> [Supplied material]:
++++++++

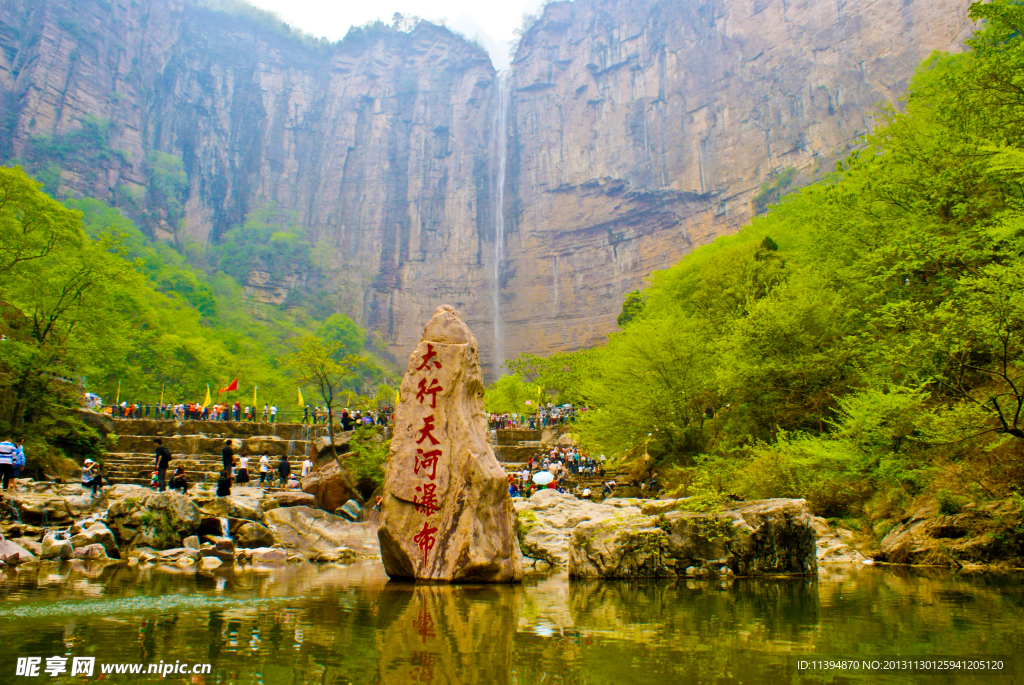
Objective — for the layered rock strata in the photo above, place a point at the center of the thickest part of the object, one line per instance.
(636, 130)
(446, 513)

++++++++

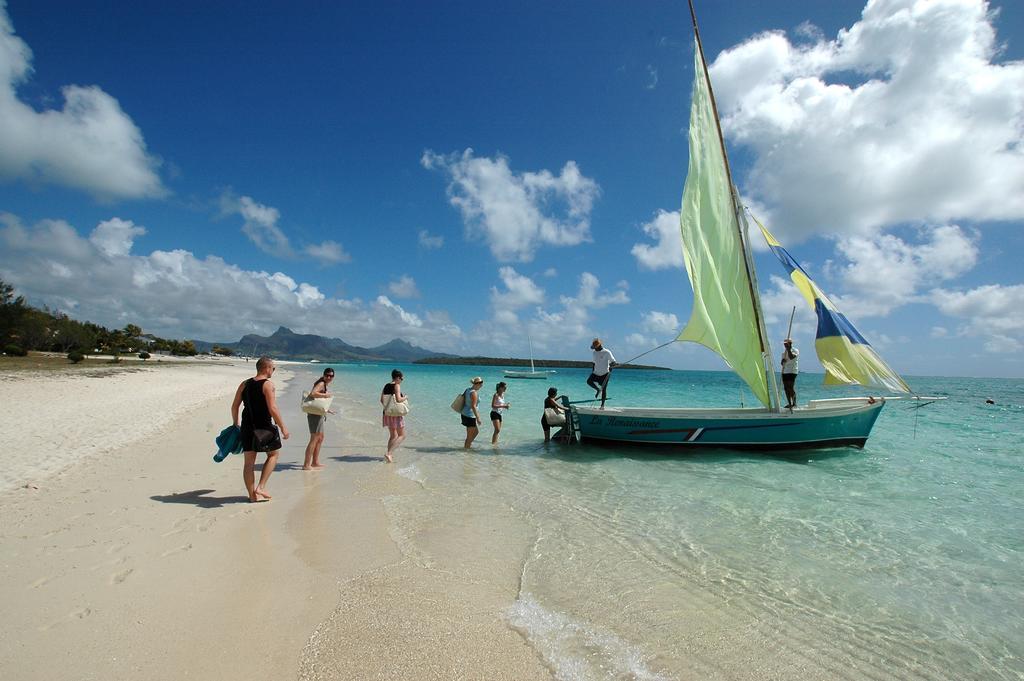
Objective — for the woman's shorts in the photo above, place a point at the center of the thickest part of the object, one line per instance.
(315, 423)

++++++++

> [The problem]:
Copy out each line of the entries above that contains the string "part", matching case exactly.

> [Task response]:
Objective — for the layered rock strata in the photo above, place a point at the center of the thickest part of the object, one line per instance.
Objective — for the woman's shorts in the photo above, place a point at the center of the thickest part of the object, one line per instance.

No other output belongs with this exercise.